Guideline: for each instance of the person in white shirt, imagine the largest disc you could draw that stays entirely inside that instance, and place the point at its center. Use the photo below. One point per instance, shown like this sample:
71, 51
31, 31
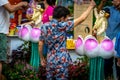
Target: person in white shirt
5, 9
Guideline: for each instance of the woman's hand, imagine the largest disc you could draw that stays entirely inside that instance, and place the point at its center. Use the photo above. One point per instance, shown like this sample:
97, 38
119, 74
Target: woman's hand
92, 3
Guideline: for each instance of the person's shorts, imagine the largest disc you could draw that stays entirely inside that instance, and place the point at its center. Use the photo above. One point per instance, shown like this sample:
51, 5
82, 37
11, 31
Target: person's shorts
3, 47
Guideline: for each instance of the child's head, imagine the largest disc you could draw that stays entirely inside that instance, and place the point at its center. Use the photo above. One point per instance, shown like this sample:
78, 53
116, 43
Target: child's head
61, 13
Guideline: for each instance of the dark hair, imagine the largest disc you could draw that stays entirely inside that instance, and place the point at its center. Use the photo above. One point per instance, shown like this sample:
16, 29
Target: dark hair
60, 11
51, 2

* * *

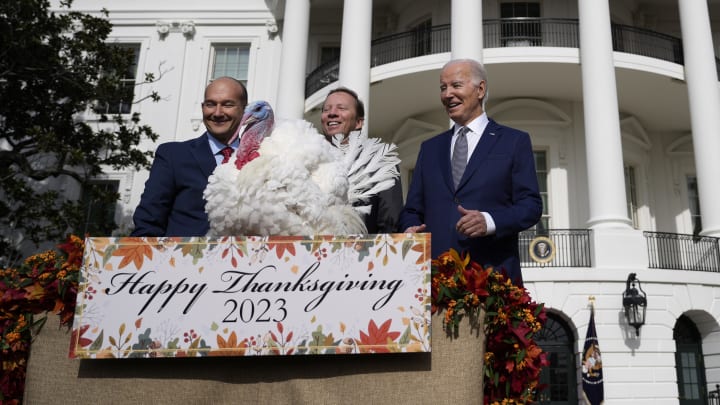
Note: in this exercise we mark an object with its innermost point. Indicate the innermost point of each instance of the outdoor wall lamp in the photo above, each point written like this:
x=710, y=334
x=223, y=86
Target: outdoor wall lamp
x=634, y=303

* * *

» Activity
Transcribe, from the material above, the stretch starting at the line with "Guideline: for each instance of the person in" and ending at the line with "Guideline: for each instance of the woman's", both included, exactly. Do not carry over pictures.

» Answer for the task
Guideline: for each instance of the person in white shirt, imagine the largest disc you could draw that stays entirely inside that instance, and place the point at its center. Use the photo below. One point per instance, shown like this sample:
71, 51
31, 31
Target: person in white shirt
5, 9
Guideline: for each instance of the woman's hand, imagine the largest disc you could draw that stays entirely inside that instance, and place the point at its center. Use the photo above. One point per instance, shown like this sample:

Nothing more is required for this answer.